| GIVEN EXERCISE |
Reproduce the following records line for line, leaving out the pictures.

[Shape annotation entries]
--
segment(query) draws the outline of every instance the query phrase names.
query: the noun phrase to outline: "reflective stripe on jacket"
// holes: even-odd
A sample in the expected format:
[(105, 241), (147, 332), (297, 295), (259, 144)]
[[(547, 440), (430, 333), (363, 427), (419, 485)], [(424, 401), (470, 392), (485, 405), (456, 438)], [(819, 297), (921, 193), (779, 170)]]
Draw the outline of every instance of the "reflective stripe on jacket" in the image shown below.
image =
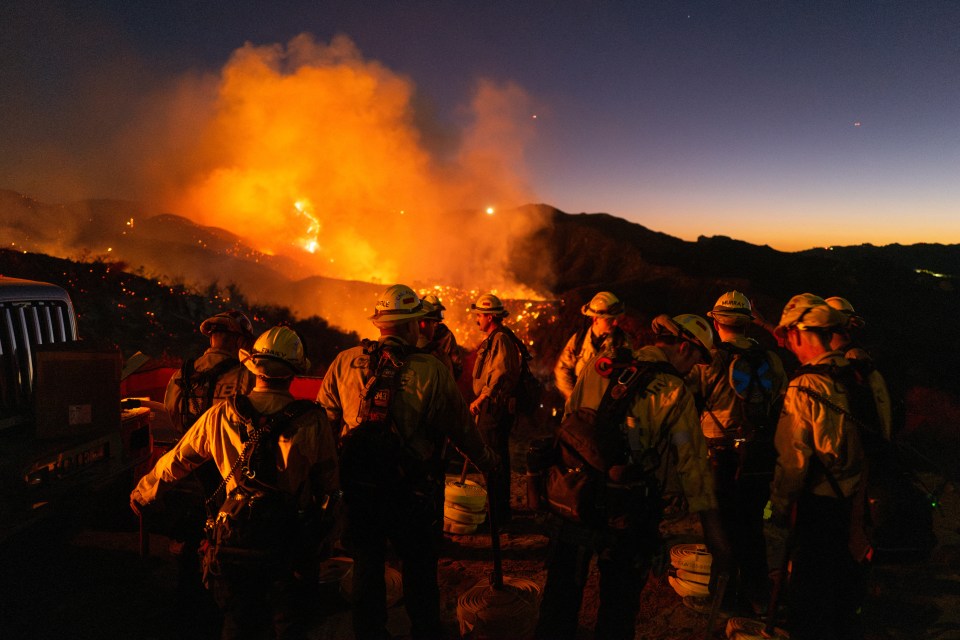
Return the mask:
--
| CORRECT RESULT |
segment(query) draws the outline of every instance the query phrase names.
query: the noun phrase to outline: "reflective stripe on jacket"
// holes: even-odd
A sample in the expected format:
[(105, 241), (147, 332), (297, 295), (259, 144)]
[[(547, 440), (430, 333), (363, 427), (419, 485)], [(424, 401), (470, 392), (485, 405), (456, 438)], [(819, 297), (921, 193), (779, 170)]]
Draw the outline of every instance of the "reflective stripe on jacket" in the image shown below.
image =
Return the mask:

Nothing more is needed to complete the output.